* **EXERCISE PASSAGE**
╭──

The Most Perfect Thing
- Author: Tim Birkhead
- Language: English
- Genre: Popular science
- Publisher: Bloomsbury Publishing
- Publication date: 2016 (hardback) 2017 (paperback) 2018 (Chinese edition, 世界上最完美的物件 : 鳥蛋)
- Media type: Print
- ISBN: 978-1632863690
- OCLC: 946067741

= The Most Perfect Thing =

2016 book by Tim Birkhead

The Most Perfect Thing: Inside (and Outside) a Bird's Egg is a popular science book by Tim Birkhead. It was first published in 2016, and was shortlisted for the Royal Society Science Book Prize. It was awarded the 2016 Zoological Society Award for Communicating Zoology.
== Background ==

In the preface, Birkhead relates that the genesis of the book lay in a mistake by a television presenter, who incorrectly explained the reason for the pyriform (pointed) shape of a guillemot egg, by spinning a blown egg and showing that it rotated on the spot and did not roll. Birkhead, who had been studying guillemots for forty years, knew this to be a long-debunked myth, but when looking at scientific papers to send to the presenter, Birkhead realised the science was not as clear cut as he had thought. His reinvestigation of the science of guillemot eggs led to both further research on bird egg shape and to this book.

The book takes its title from a quote by the American abolitionist Thomas Wentworth Higginson, who wrote in 1862, "I think that, if required on pain of death to name instantly the most perfect thing in the universe, I should risk my fate on a bird's egg."

== Contents ==
The first chapter, Climmers and collectors, focuses on the commercial harvesting of guillemot eggs from the seabird colonies at Bempton Cliffs, in Yorkshire. This activity peaked in the 1930s, with the act of collection itself becoming a tourist attraction. Chapters 2 and 3 outline how an egg is created and shaped. Chapters 4 and 5 deal with pigmentation, and why bird eggs are coloured. In Chapters 6 and 7, Birkhead describes the albumen and yolk, and in Chapter 8, the laying and hatching processes.

╰──

* **DATA PROVIDED**

╭──

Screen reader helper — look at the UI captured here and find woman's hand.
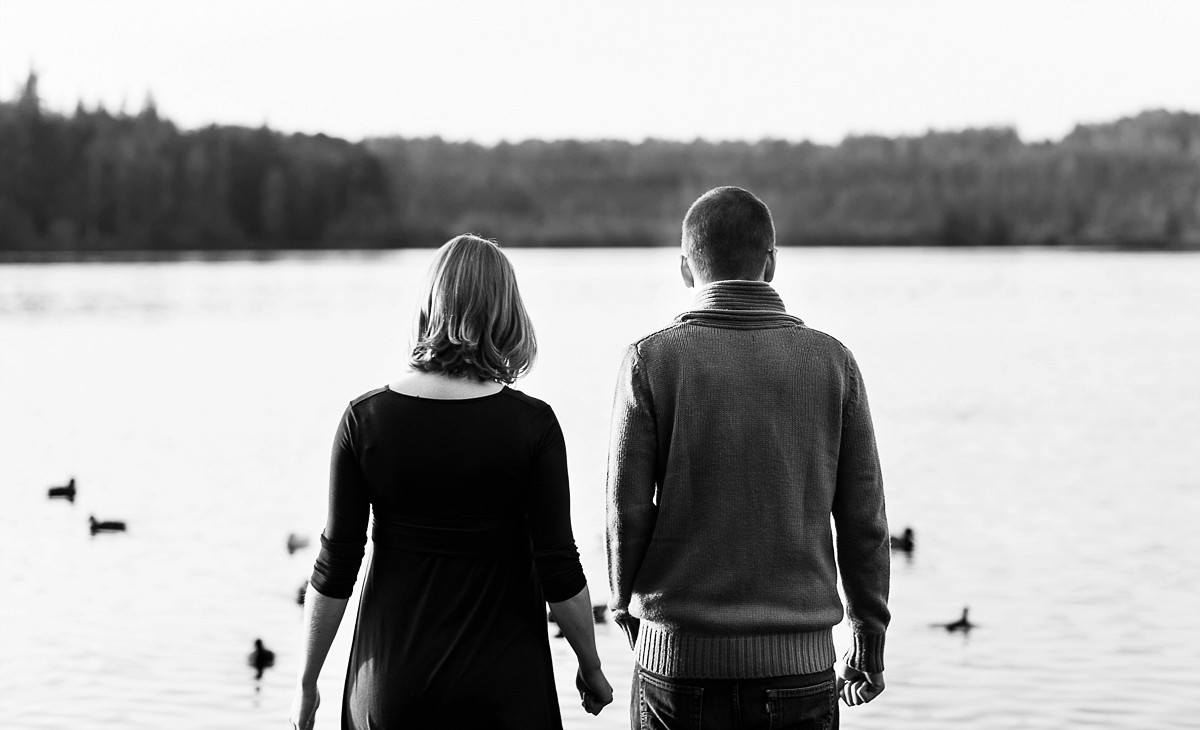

╰──

* **PROBLEM 1**
According to the article on The Most Perfect Thing, which prize was the book shortlisted for?
* **PROBLEM 2**
Edit everything from "- Media type: Print" down to "for Communicating Zoology." in the article on The Most Perfect Thing, changing "popular science book" to "nonfiction book".
Answer using only the article on The Most Perfect Thing and ignore the data.

* **WRITTEN REPLY 1**
The Royal Society Science Book Prize.

* **WRITTEN REPLY 2**
- Media type: Print
- ISBN: 978-1632863690
- OCLC: 946067741

= The Most Perfect Thing =

2016 book by Tim Birkhead

The Most Perfect Thing: Inside (and Outside) a Bird's Egg is a nonfiction book by Tim Birkhead. It was first published in 2016, and was shortlisted for the Royal Society Science Book Prize. It was awarded the 2016 Zoological Society Award for Communicating Zoology.